(Records for pointing at named objects)
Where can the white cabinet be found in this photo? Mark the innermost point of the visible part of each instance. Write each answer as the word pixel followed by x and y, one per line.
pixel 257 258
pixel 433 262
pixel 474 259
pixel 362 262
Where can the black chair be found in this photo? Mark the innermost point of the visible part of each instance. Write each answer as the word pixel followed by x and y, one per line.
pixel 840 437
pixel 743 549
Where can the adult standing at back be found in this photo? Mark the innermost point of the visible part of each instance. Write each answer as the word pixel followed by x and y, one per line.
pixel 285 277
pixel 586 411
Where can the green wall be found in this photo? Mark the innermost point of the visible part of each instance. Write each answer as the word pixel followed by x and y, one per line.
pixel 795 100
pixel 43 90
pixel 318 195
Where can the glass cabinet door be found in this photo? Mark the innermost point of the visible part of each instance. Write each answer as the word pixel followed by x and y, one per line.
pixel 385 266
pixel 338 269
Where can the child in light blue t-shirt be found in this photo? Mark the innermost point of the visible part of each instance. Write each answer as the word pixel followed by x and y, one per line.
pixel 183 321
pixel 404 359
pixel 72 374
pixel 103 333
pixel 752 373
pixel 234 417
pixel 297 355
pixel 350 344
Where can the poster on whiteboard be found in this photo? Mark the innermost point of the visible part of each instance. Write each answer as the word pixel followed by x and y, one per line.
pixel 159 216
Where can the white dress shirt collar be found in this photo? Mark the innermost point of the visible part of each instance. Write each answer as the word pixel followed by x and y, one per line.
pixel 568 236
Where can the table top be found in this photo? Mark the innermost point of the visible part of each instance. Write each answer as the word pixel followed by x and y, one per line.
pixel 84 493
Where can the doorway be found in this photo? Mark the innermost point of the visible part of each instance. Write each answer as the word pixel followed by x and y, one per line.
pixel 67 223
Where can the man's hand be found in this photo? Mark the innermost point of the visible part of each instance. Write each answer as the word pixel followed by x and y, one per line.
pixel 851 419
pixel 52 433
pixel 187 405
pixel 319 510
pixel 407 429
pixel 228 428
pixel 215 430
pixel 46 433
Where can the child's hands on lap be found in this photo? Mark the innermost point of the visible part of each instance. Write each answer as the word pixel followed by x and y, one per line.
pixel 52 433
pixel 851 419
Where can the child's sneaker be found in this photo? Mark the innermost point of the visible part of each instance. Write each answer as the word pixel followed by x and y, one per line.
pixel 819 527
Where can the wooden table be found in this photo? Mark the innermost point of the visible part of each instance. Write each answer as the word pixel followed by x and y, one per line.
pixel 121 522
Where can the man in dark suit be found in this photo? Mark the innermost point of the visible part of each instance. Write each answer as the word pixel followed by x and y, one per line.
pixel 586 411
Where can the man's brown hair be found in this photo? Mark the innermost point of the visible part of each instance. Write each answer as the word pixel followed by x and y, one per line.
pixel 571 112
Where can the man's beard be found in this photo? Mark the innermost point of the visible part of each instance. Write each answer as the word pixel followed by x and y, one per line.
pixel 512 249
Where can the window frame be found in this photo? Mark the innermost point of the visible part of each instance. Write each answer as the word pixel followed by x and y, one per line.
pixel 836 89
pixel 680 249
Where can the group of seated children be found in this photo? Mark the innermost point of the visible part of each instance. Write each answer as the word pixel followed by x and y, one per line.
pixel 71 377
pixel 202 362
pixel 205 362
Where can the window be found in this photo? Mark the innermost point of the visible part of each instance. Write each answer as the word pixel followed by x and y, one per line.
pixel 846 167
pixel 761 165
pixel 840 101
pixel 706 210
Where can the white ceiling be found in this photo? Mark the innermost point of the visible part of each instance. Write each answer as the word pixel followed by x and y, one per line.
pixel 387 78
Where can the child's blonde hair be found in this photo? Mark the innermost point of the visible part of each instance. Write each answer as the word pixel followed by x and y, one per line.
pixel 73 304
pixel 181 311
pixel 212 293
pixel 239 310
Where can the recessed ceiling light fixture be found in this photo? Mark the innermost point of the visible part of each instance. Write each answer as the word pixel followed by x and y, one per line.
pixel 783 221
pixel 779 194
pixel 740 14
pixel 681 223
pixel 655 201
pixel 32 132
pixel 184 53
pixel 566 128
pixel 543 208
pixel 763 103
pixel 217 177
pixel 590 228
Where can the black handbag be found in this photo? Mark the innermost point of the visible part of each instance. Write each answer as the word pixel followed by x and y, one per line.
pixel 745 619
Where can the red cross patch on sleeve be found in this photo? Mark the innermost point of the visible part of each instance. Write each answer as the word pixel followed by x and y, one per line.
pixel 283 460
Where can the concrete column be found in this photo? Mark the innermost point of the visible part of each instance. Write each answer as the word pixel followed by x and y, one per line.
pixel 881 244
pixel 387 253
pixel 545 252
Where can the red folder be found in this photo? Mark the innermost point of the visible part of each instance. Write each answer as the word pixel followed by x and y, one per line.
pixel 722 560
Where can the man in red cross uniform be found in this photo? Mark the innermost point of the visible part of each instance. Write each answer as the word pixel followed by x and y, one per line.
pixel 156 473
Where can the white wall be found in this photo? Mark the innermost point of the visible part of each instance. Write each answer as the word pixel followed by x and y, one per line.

• _Task description_:
Reproduce every line of the data above word for word, from start to finish.

• _Exercise answer_:
Where can the white cabinet be found in this photo? Mark the innermost point of the visible part of each instance. Write each answer as the word pixel followed by x and y, one per line.
pixel 257 258
pixel 433 262
pixel 474 259
pixel 362 262
Where can the black chair be found in this photo? Mark the innermost point of the visible part of each instance. Write each answer as the word pixel followed by x and y, one per line.
pixel 840 437
pixel 743 549
Where can the adult standing at back be found in this photo? Mark the innermost point of the visible part of each instance. Write each answer as the word pixel followed by x and y, one per line.
pixel 285 277
pixel 586 411
Where can the green wall be found in this photo? Mark the innermost point of the visible part of each instance. Write each answer as the word pixel followed by x and y, one per line.
pixel 795 100
pixel 43 90
pixel 318 195
Where can the glass cabinet door be found in this photo? Mark the innermost point of the visible part of each instance. Write each answer as the word pixel followed by x and y, one per line.
pixel 385 266
pixel 338 269
Where can the child in light blue t-shirt be found in this photo? Mark the innermost point of the visible part of each instance. Write each answer as the word pixel followed by x and y, one per line.
pixel 183 321
pixel 404 359
pixel 72 374
pixel 103 333
pixel 752 373
pixel 234 417
pixel 297 355
pixel 350 344
Where can the poster on whiteboard be found in this photo? Mark the innermost point of the visible part of each instance. Write each answer as the word pixel followed by x and y, one per line.
pixel 159 216
Where can the white dress shirt collar be found in this photo? Mark the innermost point of the visible part of each instance. Write each answer as the word pixel followed by x and y, one per line.
pixel 568 236
Where can the table top be found in this photo? Mark the innermost point of the visible part of each instance. Write each answer as the word pixel followed by x and y, one per line.
pixel 84 493
Where can the doorway be found in this photo? Mark the innermost point of the visible part of each instance. Write each answer as the word pixel followed by x and y, one per line.
pixel 67 223
Where can the man's hand be found in this photo? Mark the innermost point of the visible part of each instance. Write each answer as the word pixel followed by x and y, one per line.
pixel 851 419
pixel 52 433
pixel 187 405
pixel 319 510
pixel 407 429
pixel 228 428
pixel 215 430
pixel 46 433
Where can the child's hands on lap be found in this photo? Mark the innermost point of the visible part of each instance. Write each answer as the word pixel followed by x and y, one per line.
pixel 52 433
pixel 851 419
Where can the child's sneaker be found in this photo? Mark the innermost point of the visible part of each instance. Write each answer as the word pixel followed by x and y, one per line.
pixel 819 527
Where can the wooden table be found in this photo? Mark the innermost point of the visible part of each instance. Write each answer as the word pixel followed by x and y, one per line.
pixel 121 522
Where can the man in dark suit be found in this photo? Mark the innermost point of the visible part of each instance. Write each answer as the word pixel followed by x and y, one per line.
pixel 586 411
Where can the man's brown hair be found in this photo? Mark the innermost point of the visible part of each instance. Write each answer as the word pixel followed by x and y, one per line.
pixel 571 112
Where can the man's beard be found in this photo? Mark the innermost point of the visible part of each instance. Write each answer as the word pixel followed by x and y, one per line.
pixel 512 249
Where can the window frame be found in this photo? Mark the innermost point of the visible part of each instance. Write each answer as the word pixel followed by x and y, one per line.
pixel 836 89
pixel 680 249
Where can the group of seated children be found in this photo? Mark the innermost point of the visible part of each instance. Write each answer as the word pixel followed by x and y, one per line.
pixel 71 377
pixel 202 362
pixel 205 362
Where can the window be found in this photo? Mark the innermost point of the visible part of each instance. Write each answer as the word pixel followed by x and y, one per line.
pixel 846 167
pixel 761 165
pixel 840 101
pixel 706 210
Where can the white ceiling be found in this photo? Mark the innermost point of the visible part of each instance. Write each answer as the word pixel followed by x and y, one per line.
pixel 387 78
Where can the child's blonde hair be found in this photo? Mark the innermost point of the visible part of each instance. Write each answer as the word pixel followed by x and y, one per line.
pixel 73 304
pixel 181 311
pixel 212 293
pixel 239 310
Where can the recessed ceiling light fixture be found in this photo? Mark the innermost point of the visible part of each instance. Write each answer as the word pixel followed by x and y, one per line.
pixel 783 221
pixel 779 194
pixel 740 14
pixel 681 223
pixel 655 201
pixel 32 132
pixel 184 53
pixel 566 128
pixel 543 208
pixel 763 103
pixel 217 177
pixel 590 228
Where can the black handbag be found in this photo? Mark the innermost point of the visible part of each instance. Write each answer as the word pixel followed by x and y, one per line.
pixel 745 619
Where can the red cross patch on sleeve be found in this photo? Mark the innermost point of the visible part of each instance. Write each answer as the word pixel followed by x and y, one per line.
pixel 283 460
Where can the concrete column be found in this photo? Mark the innermost point of the visible part of each instance. Write each answer as the word pixel followed by x and y, one per line.
pixel 881 244
pixel 387 253
pixel 545 252
Where can the red folder be found in this photo? Mark the innermost point of the visible part of each instance. Write each answer as the word pixel followed by x and y, one per line.
pixel 722 560
Where can the man in red cross uniform be found in this photo? Mark the innermost point of the visible part of each instance. Write each answer as the word pixel followed by x and y, one per line.
pixel 156 473
Where can the white wall be found in this photo? Mark the innermost point of the visible part of each instance. Write each answer as the word pixel followed by x and y, one per line.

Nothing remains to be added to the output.